'''
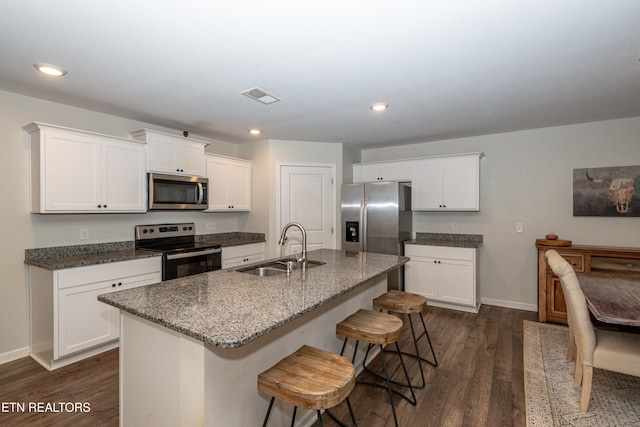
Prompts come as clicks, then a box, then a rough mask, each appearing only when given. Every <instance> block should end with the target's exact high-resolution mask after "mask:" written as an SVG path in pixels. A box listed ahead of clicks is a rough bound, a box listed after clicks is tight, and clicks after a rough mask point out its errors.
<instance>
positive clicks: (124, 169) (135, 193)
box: [101, 140, 147, 212]
mask: <svg viewBox="0 0 640 427" xmlns="http://www.w3.org/2000/svg"><path fill="white" fill-rule="evenodd" d="M145 166H146V158H145V149H144V145H142V144H138V143H127V142H125V141H109V140H105V141H104V143H103V149H102V171H103V175H102V179H101V182H102V191H101V194H102V196H101V201H102V202H101V203H103V207H104V208H105V209H106V210H107V211H109V212H145V211H146V209H147V208H146V197H145V189H146V184H145V177H146V173H145Z"/></svg>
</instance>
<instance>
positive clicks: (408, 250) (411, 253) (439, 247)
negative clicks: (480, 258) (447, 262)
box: [404, 244, 476, 261]
mask: <svg viewBox="0 0 640 427" xmlns="http://www.w3.org/2000/svg"><path fill="white" fill-rule="evenodd" d="M404 248H405V249H404V254H405V256H408V257H411V256H422V257H429V258H446V259H458V260H462V261H474V260H475V255H476V250H475V249H474V248H456V247H451V246H428V245H411V244H408V245H405V247H404Z"/></svg>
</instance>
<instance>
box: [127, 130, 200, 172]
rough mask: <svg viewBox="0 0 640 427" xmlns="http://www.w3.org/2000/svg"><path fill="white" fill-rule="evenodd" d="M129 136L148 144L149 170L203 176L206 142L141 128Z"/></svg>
mask: <svg viewBox="0 0 640 427" xmlns="http://www.w3.org/2000/svg"><path fill="white" fill-rule="evenodd" d="M131 136H132V137H133V138H135V139H137V140H140V141H146V142H147V143H148V145H149V161H148V164H147V170H148V171H149V172H161V173H171V174H177V175H188V176H205V175H206V169H205V168H206V165H205V157H204V147H206V146H207V145H208V143H207V142H204V141H198V140H195V139H185V138H180V137H178V136H175V135H169V134H166V133H162V132H157V131H153V130H149V129H141V130H138V131H135V132H132V133H131Z"/></svg>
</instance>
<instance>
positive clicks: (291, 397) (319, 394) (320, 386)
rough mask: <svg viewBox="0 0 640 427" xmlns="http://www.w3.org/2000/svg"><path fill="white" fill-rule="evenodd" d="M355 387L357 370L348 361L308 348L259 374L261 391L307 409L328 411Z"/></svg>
mask: <svg viewBox="0 0 640 427" xmlns="http://www.w3.org/2000/svg"><path fill="white" fill-rule="evenodd" d="M354 387H355V368H354V366H353V363H351V362H350V361H349V360H348V359H346V358H344V357H342V356H340V355H337V354H334V353H331V352H328V351H325V350H321V349H318V348H315V347H310V346H307V345H304V346H302V347H300V348H299V349H298V350H297V351H296V352H294V353H292V354H290V355H289V356H287V357H285V358H284V359H282V360H281V361H279V362H278V363H276V364H275V365H274V366H272V367H271V368H269V369H267V370H266V371H264V372H262V373H261V374H259V375H258V390H259V391H261V392H263V393H265V394H268V395H270V396H272V397H274V398H276V399H279V400H282V401H284V402H287V403H290V404H292V405H294V406H297V407H300V408H306V409H316V410H319V409H328V408H333V407H334V406H337V405H338V404H339V403H340V402H342V401H343V400H345V399H346V398H347V397H348V396H349V393H351V391H352V390H353V388H354Z"/></svg>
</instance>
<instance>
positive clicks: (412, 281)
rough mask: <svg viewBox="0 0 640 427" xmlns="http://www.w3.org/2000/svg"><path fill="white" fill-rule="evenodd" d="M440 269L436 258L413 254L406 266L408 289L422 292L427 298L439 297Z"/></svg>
mask: <svg viewBox="0 0 640 427" xmlns="http://www.w3.org/2000/svg"><path fill="white" fill-rule="evenodd" d="M407 256H409V255H407ZM438 271H439V269H438V264H437V263H435V259H433V258H429V257H417V256H413V255H411V261H409V262H408V263H407V264H405V268H404V274H405V276H404V280H405V282H404V287H405V289H406V291H407V292H414V293H416V294H420V295H422V296H424V297H426V298H427V299H438V283H439V278H438Z"/></svg>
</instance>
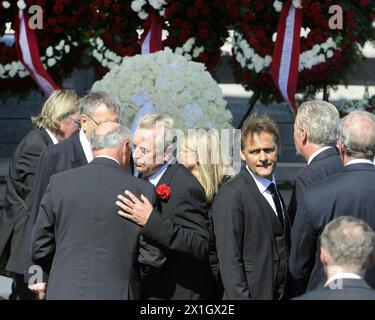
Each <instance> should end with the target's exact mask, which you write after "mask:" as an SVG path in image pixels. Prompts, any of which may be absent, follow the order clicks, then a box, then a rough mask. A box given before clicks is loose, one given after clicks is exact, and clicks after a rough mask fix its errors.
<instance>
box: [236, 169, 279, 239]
mask: <svg viewBox="0 0 375 320" xmlns="http://www.w3.org/2000/svg"><path fill="white" fill-rule="evenodd" d="M241 174H242V175H243V176H244V178H245V180H246V181H247V183H248V184H249V187H250V188H249V189H250V192H251V193H252V194H253V195H254V197H255V201H256V202H257V203H259V204H260V207H261V208H260V209H261V211H262V212H261V214H260V216H261V217H262V219H263V221H264V223H265V224H266V225H269V226H271V228H266V231H267V233H268V234H269V236H270V237H271V238H272V241H275V232H277V233H280V232H282V230H281V225H280V222H279V220H278V219H277V217H276V215H275V212H274V211H273V209H272V207H271V205H270V204H269V203H268V201H267V200H266V199H265V198H264V196H263V195H262V194H261V193H260V191H259V189H258V187H257V185H256V183H255V181H254V179H253V178H252V177H251V175H250V173H249V172H248V171H247V169H246V167H245V166H243V167H242V168H241Z"/></svg>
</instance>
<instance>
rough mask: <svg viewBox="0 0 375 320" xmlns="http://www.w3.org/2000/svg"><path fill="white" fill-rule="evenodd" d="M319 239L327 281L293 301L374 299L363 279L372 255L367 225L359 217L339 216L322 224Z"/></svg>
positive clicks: (371, 256) (372, 242)
mask: <svg viewBox="0 0 375 320" xmlns="http://www.w3.org/2000/svg"><path fill="white" fill-rule="evenodd" d="M320 238H321V239H320V260H321V262H322V264H323V268H324V273H325V275H326V277H327V281H326V283H325V284H324V287H321V288H318V289H315V290H313V291H310V292H308V293H306V294H304V295H302V296H300V297H298V298H297V299H296V300H375V291H374V290H372V289H371V288H370V287H369V286H368V284H367V283H366V282H365V280H364V279H363V277H364V275H365V272H366V270H367V269H368V267H369V266H370V265H371V264H373V263H374V258H375V233H374V231H373V230H372V229H371V227H370V226H369V225H368V224H367V223H366V222H364V221H363V220H361V219H357V218H354V217H350V216H341V217H339V218H336V219H334V220H332V221H331V222H329V223H328V224H327V225H326V226H325V227H324V230H323V233H322V235H321V237H320Z"/></svg>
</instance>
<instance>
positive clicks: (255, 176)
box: [246, 165, 276, 193]
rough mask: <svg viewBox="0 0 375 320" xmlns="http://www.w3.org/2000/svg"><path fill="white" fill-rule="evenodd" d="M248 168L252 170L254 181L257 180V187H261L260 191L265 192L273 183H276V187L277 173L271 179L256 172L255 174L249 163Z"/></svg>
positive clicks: (249, 171) (246, 168)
'''
→ **ABOUT THIS TASK**
Convert every line of the records above into a Markdown table with the columns "Row" and "Line," numbering the rows and skipping blank lines. Leave the pictures out.

→ **FINISHED TASK**
| Row | Line |
|---|---|
| 1 | Prompts come as clicks, then a box, then a rough mask, each appearing only when given. Every <instance> block should end with the target's exact high-resolution mask after "mask:" written as an SVG path in pixels. A box listed ahead of clicks is a rough bound, a box listed after clicks is tight, and clicks after a rough mask point out its errors. |
| 2 | <instance> |
| 3 | positive clicks: (124, 169) (135, 193) |
| 4 | box: [101, 140, 147, 212] |
| 5 | mask: <svg viewBox="0 0 640 427" xmlns="http://www.w3.org/2000/svg"><path fill="white" fill-rule="evenodd" d="M145 166H146V158H145V149H144V145H142V144H138V143H127V142H125V141H109V140H105V141H104V143H103V149H102V171H103V175H102V179H101V182H102V191H101V194H102V196H101V201H102V202H101V203H103V207H104V208H105V209H106V210H107V211H109V212H145V211H146V209H147V208H146V197H145V189H146V184H145V177H146V173H145Z"/></svg> |
| 6 | </instance> |
| 7 | <instance> |
| 8 | positive clicks: (408, 250) (411, 253) (439, 247) |
| 9 | negative clicks: (480, 258) (447, 262) |
| 10 | box: [404, 244, 476, 261] |
| 11 | mask: <svg viewBox="0 0 640 427" xmlns="http://www.w3.org/2000/svg"><path fill="white" fill-rule="evenodd" d="M404 248H405V249H404V254H405V256H408V257H411V256H422V257H429V258H446V259H458V260H462V261H474V260H475V255H476V250H475V249H474V248H456V247H451V246H428V245H411V244H408V245H405V247H404Z"/></svg> |
| 12 | </instance> |
| 13 | <instance> |
| 14 | box: [127, 130, 200, 172] |
| 15 | rough mask: <svg viewBox="0 0 640 427" xmlns="http://www.w3.org/2000/svg"><path fill="white" fill-rule="evenodd" d="M129 136L148 144L149 170L203 176L206 142L141 128Z"/></svg> |
| 16 | mask: <svg viewBox="0 0 640 427" xmlns="http://www.w3.org/2000/svg"><path fill="white" fill-rule="evenodd" d="M131 136H132V137H133V138H135V139H137V140H140V141H146V142H147V143H148V145H149V161H148V164H147V170H148V171H149V172H161V173H171V174H177V175H188V176H205V175H206V169H205V168H206V165H205V157H204V147H206V146H207V145H208V143H207V142H204V141H198V140H195V139H185V138H180V137H178V136H175V135H169V134H166V133H162V132H157V131H153V130H149V129H141V130H138V131H135V132H132V133H131Z"/></svg> |
| 17 | </instance> |
| 18 | <instance> |
| 19 | positive clicks: (291, 397) (319, 394) (320, 386) |
| 20 | rough mask: <svg viewBox="0 0 640 427" xmlns="http://www.w3.org/2000/svg"><path fill="white" fill-rule="evenodd" d="M355 387L357 370L348 361L308 348L259 374L261 391L307 409L328 411Z"/></svg> |
| 21 | mask: <svg viewBox="0 0 640 427" xmlns="http://www.w3.org/2000/svg"><path fill="white" fill-rule="evenodd" d="M354 387H355V368H354V366H353V363H351V362H350V361H349V360H348V359H346V358H344V357H342V356H340V355H337V354H334V353H331V352H328V351H325V350H321V349H318V348H315V347H310V346H307V345H304V346H302V347H300V348H299V349H298V350H297V351H296V352H294V353H292V354H290V355H289V356H287V357H285V358H284V359H282V360H281V361H279V362H278V363H276V364H275V365H274V366H272V367H271V368H269V369H267V370H266V371H264V372H262V373H261V374H259V375H258V390H259V391H261V392H263V393H265V394H268V395H270V396H272V397H274V398H276V399H279V400H282V401H284V402H287V403H290V404H292V405H294V406H297V407H300V408H306V409H316V410H319V409H328V408H333V407H334V406H337V405H338V404H339V403H340V402H342V401H343V400H345V399H346V398H347V397H348V396H349V393H351V391H352V390H353V388H354Z"/></svg> |
| 22 | </instance> |
| 23 | <instance> |
| 24 | positive clicks: (412, 281) |
| 25 | rough mask: <svg viewBox="0 0 640 427" xmlns="http://www.w3.org/2000/svg"><path fill="white" fill-rule="evenodd" d="M440 269L436 258L413 254L406 266L408 289L422 292L427 298L439 297Z"/></svg> |
| 26 | mask: <svg viewBox="0 0 640 427" xmlns="http://www.w3.org/2000/svg"><path fill="white" fill-rule="evenodd" d="M407 256H409V255H407ZM438 271H439V269H438V264H437V263H435V259H433V258H429V257H417V256H413V255H411V261H409V262H408V263H407V264H405V268H404V274H405V276H404V280H405V282H404V287H405V289H406V291H407V292H414V293H416V294H420V295H422V296H424V297H426V298H427V299H438V283H439V278H438Z"/></svg> |
| 27 | </instance> |
| 28 | Each <instance> should end with the target's exact mask, which you write after "mask:" as an SVG path in image pixels. Prompts, any of which may be absent, follow the order clicks, then a box, then a rough mask. A box given before clicks is loose, one given after clicks is exact, and clicks after a rough mask fix its errors. |
| 29 | <instance> |
| 30 | box: [236, 169, 279, 239] |
| 31 | mask: <svg viewBox="0 0 375 320" xmlns="http://www.w3.org/2000/svg"><path fill="white" fill-rule="evenodd" d="M241 174H242V175H243V176H244V178H245V180H246V181H247V183H248V184H249V187H250V188H249V189H250V192H251V193H252V194H253V195H254V197H255V201H256V202H257V203H259V204H260V207H261V208H260V209H261V211H262V212H261V214H260V216H261V217H262V219H263V221H264V223H265V224H266V225H269V226H271V228H266V231H267V233H268V234H269V236H270V237H271V238H272V241H275V232H277V233H280V232H282V230H281V225H280V222H279V220H278V219H277V217H276V215H275V212H274V211H273V209H272V207H271V205H270V204H269V203H268V201H267V200H266V199H265V198H264V196H263V195H262V194H261V193H260V191H259V189H258V187H257V185H256V183H255V181H254V179H253V178H252V177H251V175H250V173H249V172H248V171H247V169H246V167H245V166H243V167H242V168H241Z"/></svg> |
| 32 | </instance> |
| 33 | <instance> |
| 34 | rough mask: <svg viewBox="0 0 375 320" xmlns="http://www.w3.org/2000/svg"><path fill="white" fill-rule="evenodd" d="M319 239L327 281L293 301L374 299L363 279L372 255L367 225L359 217L339 216L322 224Z"/></svg> |
| 35 | positive clicks: (371, 256) (372, 242) |
| 36 | mask: <svg viewBox="0 0 375 320" xmlns="http://www.w3.org/2000/svg"><path fill="white" fill-rule="evenodd" d="M320 238H321V239H320V260H321V262H322V264H323V268H324V273H325V275H326V277H327V281H326V283H325V284H324V287H321V288H318V289H315V290H313V291H310V292H308V293H306V294H304V295H302V296H300V297H298V298H297V299H296V300H375V291H374V290H372V289H371V288H370V287H369V286H368V284H367V283H366V282H365V280H364V279H363V277H364V275H365V272H366V270H367V269H368V267H369V266H370V265H371V264H373V263H374V258H375V233H374V231H373V230H372V229H371V227H370V226H369V225H368V224H367V223H366V222H364V221H363V220H361V219H357V218H354V217H350V216H341V217H339V218H336V219H334V220H332V221H331V222H329V223H328V224H327V225H326V226H325V227H324V230H323V233H322V235H321V237H320Z"/></svg> |
| 37 | </instance> |
| 38 | <instance> |
| 39 | positive clicks: (255, 176) |
| 40 | box: [246, 165, 276, 193] |
| 41 | rough mask: <svg viewBox="0 0 375 320" xmlns="http://www.w3.org/2000/svg"><path fill="white" fill-rule="evenodd" d="M248 168L252 170L254 181L257 180V187H261L260 191L265 192L273 183H276V187L277 173L271 179L256 172L255 174L249 163Z"/></svg> |
| 42 | positive clicks: (249, 171) (246, 168) |